(DIRECTIVES)
1. Answer these questions using the text on DOE's Tribal Energy Financing Program:
(a) What was the smallest amount requested in an application, and for what kind of project?
(b) How many loan guarantees and how many loans has DOE's Loan Programs Office closed under the program?
(c) According to the text, why do application reviews take longer?
2. From the text on DOE's Tribal Energy Financing Program, extract without any changes the part that opens with the words containing "Tribal Energy Finance: Changes" and closes with "issues and more.".
3. Continue the text on DOE's Tribal Energy Financing Program from the point at which it stops.

Tribal Energy Finance: Changes to DOE Loan Program Would Reduce Barriers for Tribes
Fast Facts
The Department of Energy’s Tribal Energy Financing Program offers Tribes loans and loan guarantees for energy projects—such as natural gas, solar, and wind infrastructure. But several factors make it harder for Tribes to access this financing, which can cause them to miss opportunities to generate revenue.
For example, DOE hires outside lawyers, technical experts, and more to review projects. Tribes are required to cover the costs of these services, which can be high and unpredictable. Also, DOE has few designated staff with tribal experience to review applications, so reviews take longer.
We recommended that DOE address these issues and more.
A battery storage system at The Viejas Solar Microgrid Project in California
A battery storage system at The Viejas Solar Microgrid Project in California
Highlights
Why This Matters
Tribes can get important economic benefits from energy projects on their lands, such as revenue for government operations. The Department of Energy’s (DOE) Tribal Energy Financing Program (TEFP) offers loans and loan guarantees for such projects.
However, Tribes may be experiencing barriers to participation, which could limit development of untapped energy resources on tribal lands.
GAO Key Takeaways
Since its first solicitation in 2018, TEFP has received 20 applications for loans and loan guarantees for various project types and amounts. Requests ranged from $23.7 million for a solar project to $8.7 billion for an ammonia production facility for low-carbon fuel. DOE’s Loan Programs Office, which manages TEFP, has closed one loan guarantee and no loans. According to DOE officials, seven other applications were active as of July 18, 2025.
Tribes said TEFP can finance a variety of energy projects needed for energy production and economic development. However, aspects of TEFP’s design and implementation create barriers. For example, DOE hires outside lawyers and technical experts to review projects. Tribal applicants are required to cover the costs of these services, which can be high and unpredictable. Tribes may avoid applying for the program until DOE revises its review processes to reduce or eliminate the cost.

(Stored items from a collection)

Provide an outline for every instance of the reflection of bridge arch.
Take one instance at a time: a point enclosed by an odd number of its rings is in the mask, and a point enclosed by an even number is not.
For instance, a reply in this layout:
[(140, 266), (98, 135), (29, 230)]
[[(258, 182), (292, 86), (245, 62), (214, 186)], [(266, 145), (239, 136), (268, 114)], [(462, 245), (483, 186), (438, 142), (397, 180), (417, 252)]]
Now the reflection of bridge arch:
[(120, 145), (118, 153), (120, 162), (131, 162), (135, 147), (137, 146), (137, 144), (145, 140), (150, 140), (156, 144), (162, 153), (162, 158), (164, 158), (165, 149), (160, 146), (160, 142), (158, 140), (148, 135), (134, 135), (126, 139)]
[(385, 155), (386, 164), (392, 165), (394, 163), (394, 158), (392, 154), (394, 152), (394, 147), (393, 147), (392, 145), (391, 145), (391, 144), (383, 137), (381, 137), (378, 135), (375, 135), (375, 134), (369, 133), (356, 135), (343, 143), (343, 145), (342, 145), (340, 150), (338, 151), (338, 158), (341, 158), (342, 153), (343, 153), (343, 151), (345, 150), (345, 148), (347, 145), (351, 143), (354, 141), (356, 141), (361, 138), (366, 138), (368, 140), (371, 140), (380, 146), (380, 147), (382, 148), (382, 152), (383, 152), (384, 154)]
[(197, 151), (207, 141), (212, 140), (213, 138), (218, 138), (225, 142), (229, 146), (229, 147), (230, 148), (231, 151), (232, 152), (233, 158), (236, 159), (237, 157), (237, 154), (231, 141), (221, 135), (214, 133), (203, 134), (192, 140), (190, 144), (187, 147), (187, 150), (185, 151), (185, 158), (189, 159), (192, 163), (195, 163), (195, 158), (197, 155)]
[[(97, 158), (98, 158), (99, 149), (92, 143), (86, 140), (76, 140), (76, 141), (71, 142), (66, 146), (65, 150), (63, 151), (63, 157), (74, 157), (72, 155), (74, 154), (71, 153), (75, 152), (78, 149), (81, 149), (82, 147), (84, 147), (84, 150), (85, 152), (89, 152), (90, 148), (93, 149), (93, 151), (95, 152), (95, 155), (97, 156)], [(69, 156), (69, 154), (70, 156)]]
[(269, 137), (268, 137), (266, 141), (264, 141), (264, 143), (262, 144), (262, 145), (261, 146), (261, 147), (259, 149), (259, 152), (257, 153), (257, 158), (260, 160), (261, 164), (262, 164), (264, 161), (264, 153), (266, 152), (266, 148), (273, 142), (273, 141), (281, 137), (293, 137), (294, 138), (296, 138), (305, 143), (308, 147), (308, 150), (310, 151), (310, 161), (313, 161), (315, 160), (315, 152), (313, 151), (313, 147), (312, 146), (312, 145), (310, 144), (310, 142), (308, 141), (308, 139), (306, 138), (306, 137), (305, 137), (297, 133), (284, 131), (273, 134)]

(TASK-BY-TASK OUTPUTS)
1.
(a) $23.7 million, for a solar project.
(b) One loan guarantee and no loans.
(c) DOE has few designated staff with tribal experience to review applications.

2.
Tribal Energy Finance: Changes to DOE Loan Program Would Reduce Barriers for Tribes
Fast Facts
The Department of Energy’s Tribal Energy Financing Program offers Tribes loans and loan guarantees for energy projects—such as natural gas, solar, and wind infrastructure. But several factors make it harder for Tribes to access this financing, which can cause them to miss opportunities to generate revenue.
For example, DOE hires outside lawyers, technical experts, and more to review projects. Tribes are required to cover the costs of these services, which can be high and unpredictable. Also, DOE has few designated staff with tribal experience to review applications, so reviews take longer.
We recommended that DOE address these issues and more.

3.
Additionally, there are few DOE program staff with tribal experience to review applications, which can lengthen reviews. Without staff with the necessary expertise, Tribes may continue to experience barriers to securing TEFP financing.
Status of All 20 Applications to the Department of Energy’s (DOE) Tribal Energy Financing Program, as of February 2025
Note: Active applications include closed loans, which DOE has finalized with the applicant and continues to monitor throughout the loan term. Inactive applications have been put on hold, withdrawn, or abandoned. DOE officials confirmed that they had not received any new applications for the program as of July 18, 2025.
How GAO Did This Study
We analyzed agency data and documents and interviewed agency officials, potential tribal participants, and tribal stakeholders. We compared agency efforts with relevant laws, regulations, guidance, and executive orders.
Recommendations
We are making five recommendations to DOE, including that it revise its review process to reduce fees. We are also recommending that DOE maintain designated staff to review TEFP applications and provide them more training.
Recommendations for Executive Action
Agency Affected | Recommendation | Status |
---|---|---|
Department of Energy | The Secretary of Energy should ensure the Director of LPO (1) systematically identifies and assesses the applicability of federal funding and assistance sources to support Tribes with development activities for large-scale energy projects, with input from IE; (2) implements its plans to disseminate such information to tribal applicants; and (3) provides information on gaps to Congress for consideration, as appropriate. (Recommendation 1) |
When we confirm what actions the agency has taken in response to this recommendation, we will provide updated information.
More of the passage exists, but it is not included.